### TASK BRIEF:
Give back the entries exactly, ending with the "negative clicks: (286, 133) (253, 131)" line.

### TASK DATA:
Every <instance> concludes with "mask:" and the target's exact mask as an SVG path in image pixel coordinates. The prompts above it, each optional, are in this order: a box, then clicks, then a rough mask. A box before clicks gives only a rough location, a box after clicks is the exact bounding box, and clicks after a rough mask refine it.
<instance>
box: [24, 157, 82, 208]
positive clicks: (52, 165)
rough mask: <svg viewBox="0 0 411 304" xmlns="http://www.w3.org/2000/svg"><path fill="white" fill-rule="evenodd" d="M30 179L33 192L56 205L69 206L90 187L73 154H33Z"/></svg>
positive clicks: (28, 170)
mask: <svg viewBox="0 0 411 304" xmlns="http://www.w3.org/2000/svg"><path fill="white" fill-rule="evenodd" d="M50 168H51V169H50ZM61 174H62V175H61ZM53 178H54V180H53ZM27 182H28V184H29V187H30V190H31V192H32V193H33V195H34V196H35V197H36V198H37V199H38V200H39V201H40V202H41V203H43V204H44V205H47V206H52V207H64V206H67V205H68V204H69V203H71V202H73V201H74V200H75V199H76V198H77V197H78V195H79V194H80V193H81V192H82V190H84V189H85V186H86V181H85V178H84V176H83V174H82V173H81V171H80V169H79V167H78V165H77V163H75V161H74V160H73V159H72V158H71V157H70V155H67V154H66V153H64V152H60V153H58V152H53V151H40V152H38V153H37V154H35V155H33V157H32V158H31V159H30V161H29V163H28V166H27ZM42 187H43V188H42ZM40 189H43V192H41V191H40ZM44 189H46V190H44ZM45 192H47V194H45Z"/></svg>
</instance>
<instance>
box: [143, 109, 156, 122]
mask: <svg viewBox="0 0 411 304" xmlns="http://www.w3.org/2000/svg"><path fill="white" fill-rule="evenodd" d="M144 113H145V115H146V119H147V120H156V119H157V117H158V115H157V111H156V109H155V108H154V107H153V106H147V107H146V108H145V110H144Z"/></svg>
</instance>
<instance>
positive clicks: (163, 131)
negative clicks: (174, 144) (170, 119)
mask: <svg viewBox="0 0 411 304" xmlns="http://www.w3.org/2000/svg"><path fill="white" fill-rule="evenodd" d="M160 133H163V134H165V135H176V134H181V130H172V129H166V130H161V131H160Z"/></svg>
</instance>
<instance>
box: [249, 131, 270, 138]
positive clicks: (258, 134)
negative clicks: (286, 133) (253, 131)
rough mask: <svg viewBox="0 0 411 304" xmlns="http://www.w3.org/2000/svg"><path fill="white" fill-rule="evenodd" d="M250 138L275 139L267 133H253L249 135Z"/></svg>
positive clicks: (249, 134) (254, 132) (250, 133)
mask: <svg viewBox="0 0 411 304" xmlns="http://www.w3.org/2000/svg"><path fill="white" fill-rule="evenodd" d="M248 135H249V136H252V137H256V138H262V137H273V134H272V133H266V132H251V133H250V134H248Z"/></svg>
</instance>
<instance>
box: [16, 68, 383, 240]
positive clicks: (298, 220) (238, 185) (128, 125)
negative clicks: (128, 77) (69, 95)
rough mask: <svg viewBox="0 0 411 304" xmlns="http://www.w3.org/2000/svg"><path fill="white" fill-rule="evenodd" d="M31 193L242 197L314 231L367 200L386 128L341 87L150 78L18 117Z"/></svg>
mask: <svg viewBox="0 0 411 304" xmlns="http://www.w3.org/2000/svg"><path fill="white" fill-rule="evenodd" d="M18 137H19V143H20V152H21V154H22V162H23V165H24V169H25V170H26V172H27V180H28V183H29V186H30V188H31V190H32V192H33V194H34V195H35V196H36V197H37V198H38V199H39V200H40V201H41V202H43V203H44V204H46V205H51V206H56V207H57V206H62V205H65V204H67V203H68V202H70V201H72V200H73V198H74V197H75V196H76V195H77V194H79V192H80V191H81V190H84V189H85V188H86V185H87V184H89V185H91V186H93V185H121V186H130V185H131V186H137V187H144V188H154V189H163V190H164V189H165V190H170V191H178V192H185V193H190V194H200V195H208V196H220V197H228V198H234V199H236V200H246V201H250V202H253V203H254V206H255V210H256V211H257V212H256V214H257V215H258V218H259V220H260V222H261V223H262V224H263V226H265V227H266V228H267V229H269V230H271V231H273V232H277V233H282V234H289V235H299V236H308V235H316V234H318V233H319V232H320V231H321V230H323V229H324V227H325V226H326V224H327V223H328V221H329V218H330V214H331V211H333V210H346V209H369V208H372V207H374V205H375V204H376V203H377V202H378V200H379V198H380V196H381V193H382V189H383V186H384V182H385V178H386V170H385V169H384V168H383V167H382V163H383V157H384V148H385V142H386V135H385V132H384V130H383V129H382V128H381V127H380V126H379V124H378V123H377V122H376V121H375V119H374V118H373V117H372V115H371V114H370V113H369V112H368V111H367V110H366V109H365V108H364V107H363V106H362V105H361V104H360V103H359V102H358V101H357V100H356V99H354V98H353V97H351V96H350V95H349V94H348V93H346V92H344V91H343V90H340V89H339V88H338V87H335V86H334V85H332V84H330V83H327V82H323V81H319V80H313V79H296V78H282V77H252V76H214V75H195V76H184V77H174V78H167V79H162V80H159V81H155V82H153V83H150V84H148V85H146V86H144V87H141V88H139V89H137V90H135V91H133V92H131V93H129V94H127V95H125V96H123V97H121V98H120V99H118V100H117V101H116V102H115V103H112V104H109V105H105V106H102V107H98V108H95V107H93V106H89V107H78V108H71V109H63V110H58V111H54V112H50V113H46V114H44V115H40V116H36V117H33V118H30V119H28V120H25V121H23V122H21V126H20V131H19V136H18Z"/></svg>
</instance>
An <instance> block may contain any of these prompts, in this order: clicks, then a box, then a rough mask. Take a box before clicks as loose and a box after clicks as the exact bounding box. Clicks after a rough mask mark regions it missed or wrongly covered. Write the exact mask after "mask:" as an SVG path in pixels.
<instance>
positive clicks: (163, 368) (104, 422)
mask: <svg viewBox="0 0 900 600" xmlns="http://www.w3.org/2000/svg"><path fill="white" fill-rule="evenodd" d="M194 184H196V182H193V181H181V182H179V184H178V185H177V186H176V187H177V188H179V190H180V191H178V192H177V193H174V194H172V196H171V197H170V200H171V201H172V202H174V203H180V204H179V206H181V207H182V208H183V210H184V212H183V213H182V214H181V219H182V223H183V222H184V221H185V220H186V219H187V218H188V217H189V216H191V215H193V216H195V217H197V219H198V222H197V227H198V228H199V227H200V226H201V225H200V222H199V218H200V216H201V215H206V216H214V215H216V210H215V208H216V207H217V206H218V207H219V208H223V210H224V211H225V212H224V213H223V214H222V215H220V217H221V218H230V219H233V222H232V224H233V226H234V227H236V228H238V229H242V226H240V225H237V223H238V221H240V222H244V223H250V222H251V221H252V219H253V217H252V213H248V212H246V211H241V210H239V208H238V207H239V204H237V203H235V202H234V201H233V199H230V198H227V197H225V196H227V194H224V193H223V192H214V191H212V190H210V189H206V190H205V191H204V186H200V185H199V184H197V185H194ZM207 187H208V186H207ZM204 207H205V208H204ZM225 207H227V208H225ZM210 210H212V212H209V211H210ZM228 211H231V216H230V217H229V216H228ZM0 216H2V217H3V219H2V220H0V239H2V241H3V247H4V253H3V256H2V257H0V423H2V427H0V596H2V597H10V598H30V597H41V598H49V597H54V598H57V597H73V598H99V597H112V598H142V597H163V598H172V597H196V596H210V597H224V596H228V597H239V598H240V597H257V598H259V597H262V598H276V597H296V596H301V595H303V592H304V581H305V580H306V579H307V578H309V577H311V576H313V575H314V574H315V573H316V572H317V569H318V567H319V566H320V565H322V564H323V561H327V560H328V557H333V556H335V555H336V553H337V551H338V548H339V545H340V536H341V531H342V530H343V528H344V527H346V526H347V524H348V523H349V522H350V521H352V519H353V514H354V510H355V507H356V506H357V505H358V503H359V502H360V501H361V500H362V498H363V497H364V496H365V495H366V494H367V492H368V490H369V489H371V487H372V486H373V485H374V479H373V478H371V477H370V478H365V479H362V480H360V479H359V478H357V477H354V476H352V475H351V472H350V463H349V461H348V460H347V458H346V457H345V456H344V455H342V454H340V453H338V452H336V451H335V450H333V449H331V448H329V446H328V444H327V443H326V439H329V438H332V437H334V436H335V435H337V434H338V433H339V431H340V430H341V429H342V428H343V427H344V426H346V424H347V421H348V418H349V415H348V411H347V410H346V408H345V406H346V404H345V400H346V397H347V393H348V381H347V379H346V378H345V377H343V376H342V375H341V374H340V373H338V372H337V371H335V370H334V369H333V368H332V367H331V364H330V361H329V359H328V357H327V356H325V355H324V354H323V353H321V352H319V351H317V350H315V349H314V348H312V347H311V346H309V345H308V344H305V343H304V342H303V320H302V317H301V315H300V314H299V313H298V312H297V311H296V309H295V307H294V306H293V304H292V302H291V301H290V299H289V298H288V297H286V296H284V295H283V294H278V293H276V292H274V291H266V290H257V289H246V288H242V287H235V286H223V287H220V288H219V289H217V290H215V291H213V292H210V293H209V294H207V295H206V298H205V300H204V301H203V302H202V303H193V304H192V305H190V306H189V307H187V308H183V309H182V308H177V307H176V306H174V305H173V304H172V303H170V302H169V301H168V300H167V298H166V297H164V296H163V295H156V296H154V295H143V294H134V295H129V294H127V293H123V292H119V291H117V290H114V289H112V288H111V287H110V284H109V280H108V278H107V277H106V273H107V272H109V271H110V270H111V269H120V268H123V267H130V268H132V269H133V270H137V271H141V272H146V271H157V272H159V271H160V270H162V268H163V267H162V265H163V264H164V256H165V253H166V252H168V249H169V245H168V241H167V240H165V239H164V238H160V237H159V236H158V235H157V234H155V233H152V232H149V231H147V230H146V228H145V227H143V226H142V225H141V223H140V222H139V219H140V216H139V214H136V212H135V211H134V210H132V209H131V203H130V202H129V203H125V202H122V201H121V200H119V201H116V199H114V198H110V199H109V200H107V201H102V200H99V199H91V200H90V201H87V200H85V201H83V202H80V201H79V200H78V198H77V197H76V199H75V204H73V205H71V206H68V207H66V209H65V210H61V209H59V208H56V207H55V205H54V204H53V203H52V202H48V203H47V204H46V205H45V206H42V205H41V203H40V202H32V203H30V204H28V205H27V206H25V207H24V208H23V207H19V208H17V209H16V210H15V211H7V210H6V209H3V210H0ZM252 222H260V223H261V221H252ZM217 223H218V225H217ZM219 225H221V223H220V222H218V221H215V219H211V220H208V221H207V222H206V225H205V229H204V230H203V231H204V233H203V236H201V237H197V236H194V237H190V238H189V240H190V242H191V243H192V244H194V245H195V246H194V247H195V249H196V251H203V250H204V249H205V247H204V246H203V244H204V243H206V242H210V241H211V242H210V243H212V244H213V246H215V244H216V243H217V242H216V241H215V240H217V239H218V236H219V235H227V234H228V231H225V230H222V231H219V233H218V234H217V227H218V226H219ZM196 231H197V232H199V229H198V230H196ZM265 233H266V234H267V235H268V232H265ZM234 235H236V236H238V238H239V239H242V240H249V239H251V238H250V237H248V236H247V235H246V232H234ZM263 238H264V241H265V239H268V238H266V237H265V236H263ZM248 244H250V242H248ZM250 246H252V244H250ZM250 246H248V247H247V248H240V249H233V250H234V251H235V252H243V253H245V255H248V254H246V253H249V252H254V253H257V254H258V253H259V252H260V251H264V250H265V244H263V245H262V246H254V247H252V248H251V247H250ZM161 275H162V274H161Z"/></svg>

### EXERCISE OUTPUT:
Every <instance> concludes with "mask:" and the target's exact mask as an SVG path in image pixel coordinates. The prompts above it, each optional, are in this order: a box, then clicks, then a rough mask. A box before clicks gives only a rough location, a box after clicks is the exact bounding box, and clicks after a rough mask refine it.
<instance>
box: [24, 157, 82, 208]
positive clicks: (52, 165)
rough mask: <svg viewBox="0 0 411 304" xmlns="http://www.w3.org/2000/svg"><path fill="white" fill-rule="evenodd" d="M30 179L33 192L56 205L69 206L90 187L73 154H33Z"/></svg>
positive clicks: (28, 170)
mask: <svg viewBox="0 0 411 304" xmlns="http://www.w3.org/2000/svg"><path fill="white" fill-rule="evenodd" d="M50 168H51V169H50ZM61 174H62V175H61ZM53 178H54V180H53ZM27 182H28V184H29V187H30V190H31V192H32V193H33V195H34V196H35V197H36V198H37V199H38V200H39V201H40V202H41V203H43V204H44V205H47V206H52V207H64V206H67V205H68V204H69V203H71V202H73V201H74V200H75V199H76V198H77V197H78V195H79V194H80V193H81V192H82V190H84V189H85V186H86V181H85V178H84V176H83V174H82V173H81V171H80V169H79V167H78V165H77V163H75V161H74V160H73V159H72V158H71V157H70V155H67V154H66V153H64V152H60V153H58V152H53V151H40V152H38V153H37V154H35V155H33V157H32V158H31V159H30V161H29V163H28V166H27ZM42 187H43V188H42ZM40 189H43V192H41V191H40ZM44 189H46V190H44ZM45 192H47V194H45Z"/></svg>
</instance>
<instance>
box: [143, 109, 156, 122]
mask: <svg viewBox="0 0 411 304" xmlns="http://www.w3.org/2000/svg"><path fill="white" fill-rule="evenodd" d="M144 113H145V115H146V119H147V120H156V119H157V117H158V115H157V111H156V109H155V108H154V107H153V106H147V107H146V108H145V110H144Z"/></svg>
</instance>
<instance>
positive clicks: (163, 131)
negative clicks: (174, 144) (170, 119)
mask: <svg viewBox="0 0 411 304" xmlns="http://www.w3.org/2000/svg"><path fill="white" fill-rule="evenodd" d="M160 133H163V134H165V135H176V134H181V130H172V129H166V130H161V131H160Z"/></svg>
</instance>
<instance>
box: [249, 131, 270, 138]
positive clicks: (258, 134)
negative clicks: (286, 133) (253, 131)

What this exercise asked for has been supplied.